▶ _Set exercise_: Below are some records; give them all again exactly, but not the pictures.

[Records of labeled points]

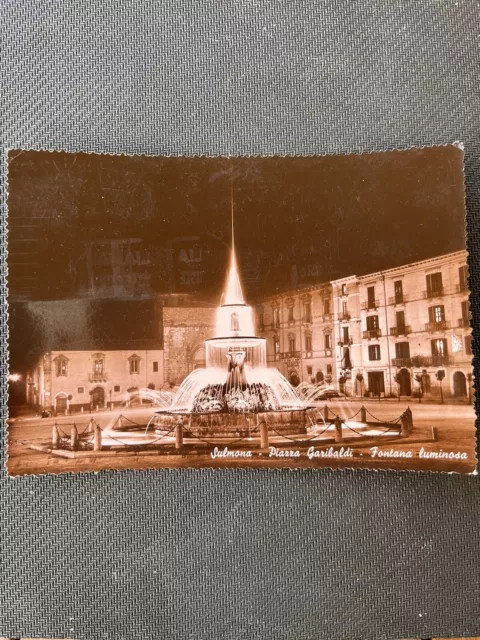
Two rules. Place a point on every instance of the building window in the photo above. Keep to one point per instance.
(134, 364)
(400, 321)
(402, 350)
(276, 345)
(371, 298)
(439, 347)
(98, 364)
(308, 343)
(462, 278)
(61, 366)
(374, 352)
(261, 320)
(437, 313)
(468, 345)
(398, 290)
(434, 284)
(307, 312)
(276, 317)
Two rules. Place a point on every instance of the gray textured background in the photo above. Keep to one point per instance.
(242, 554)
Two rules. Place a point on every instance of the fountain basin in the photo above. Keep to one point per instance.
(234, 425)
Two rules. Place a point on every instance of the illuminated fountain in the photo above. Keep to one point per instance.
(236, 382)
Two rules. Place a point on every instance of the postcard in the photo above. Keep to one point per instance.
(263, 312)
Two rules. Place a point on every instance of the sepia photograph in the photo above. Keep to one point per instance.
(300, 312)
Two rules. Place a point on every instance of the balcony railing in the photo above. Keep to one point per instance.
(97, 376)
(402, 362)
(434, 293)
(398, 299)
(437, 326)
(289, 355)
(422, 361)
(436, 361)
(401, 330)
(370, 304)
(372, 333)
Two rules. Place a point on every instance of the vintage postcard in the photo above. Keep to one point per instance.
(239, 312)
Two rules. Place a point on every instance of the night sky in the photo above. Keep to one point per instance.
(298, 221)
(348, 214)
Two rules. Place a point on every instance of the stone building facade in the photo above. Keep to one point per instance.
(185, 330)
(72, 381)
(404, 330)
(299, 329)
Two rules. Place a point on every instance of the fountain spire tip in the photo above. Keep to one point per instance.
(233, 293)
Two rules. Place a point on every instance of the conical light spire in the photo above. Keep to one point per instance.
(233, 293)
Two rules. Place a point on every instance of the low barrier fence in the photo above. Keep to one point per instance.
(92, 436)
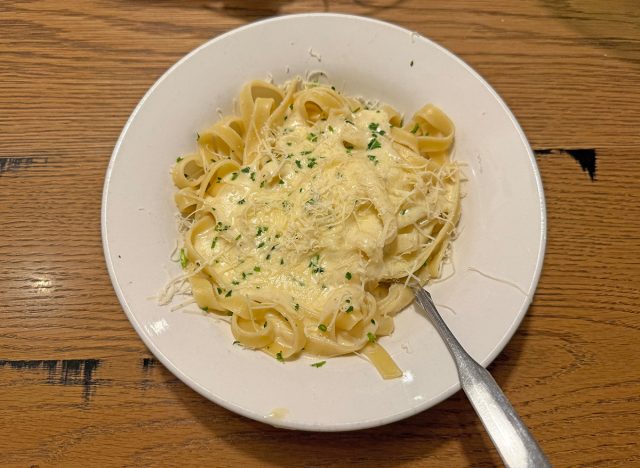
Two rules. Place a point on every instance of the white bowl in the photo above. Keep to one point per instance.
(502, 230)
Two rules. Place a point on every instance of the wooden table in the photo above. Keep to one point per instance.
(77, 385)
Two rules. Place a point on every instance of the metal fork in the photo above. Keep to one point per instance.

▶ _Exercise result_:
Two rules. Place a point on every instance of the building window in the photo above. Keep to one point per instance.
(134, 364)
(400, 321)
(402, 350)
(276, 345)
(371, 298)
(439, 347)
(98, 364)
(308, 343)
(462, 278)
(61, 366)
(374, 352)
(261, 320)
(437, 313)
(468, 345)
(398, 290)
(434, 284)
(307, 312)
(276, 317)
Two rules. Place a point on every instance of the gray textured background in the photo above. Keep to one point per instance.
(242, 554)
Two rules. Place a point on every instance of the fountain basin in the photo above. Keep to one point per instance.
(234, 425)
Two rules. Place a point on every instance of the illuminated fountain in the photo above. Keep to one point per instance.
(236, 382)
Two rules. Place a point on every instance of the postcard in the photo above. Keep to one point per instance.
(263, 312)
Two rules. Place a point on every instance of the sepia photograph in the photo above. Keep to one point per instance.
(300, 312)
Two rules. Place a point on every instance of the balcony railing in the photo above. Keep to one point per instance.
(97, 376)
(402, 362)
(434, 293)
(398, 299)
(437, 326)
(289, 355)
(422, 361)
(436, 361)
(401, 330)
(370, 304)
(372, 333)
Two rules. Place a point on every instance of the vintage postcard in the photo above. Keep to one point per instance.
(239, 312)
Two rules. Place a point on every instance of the night sky in the photo above. Keep to one point per instance.
(298, 221)
(348, 214)
Two rules. Place a point on every instance of the stone building facade in the photo above. Keep to one point per instance.
(185, 330)
(72, 381)
(404, 330)
(299, 329)
Two rules. Place a point on every instance of the fountain spire tip in the photo above. Keep to one point per instance.
(233, 293)
Two rules. Place a point on every instance of the conical light spire in the photo above. Keep to one point per instance.
(233, 293)
Two rules. Place a point on every instance of the low barrier fence in the photo above. Keep to one point per instance.
(92, 436)
Two rules. Place a point on every instance of the white bowl in the photo above. Keep to one point per instance.
(502, 230)
Two rules. Place a point on every instance of the wooden table in the photo above. Keep to one point per instance.
(77, 385)
Two rules. Place a point on every instance of the metal fork in the photo above. Keep to one point per instance.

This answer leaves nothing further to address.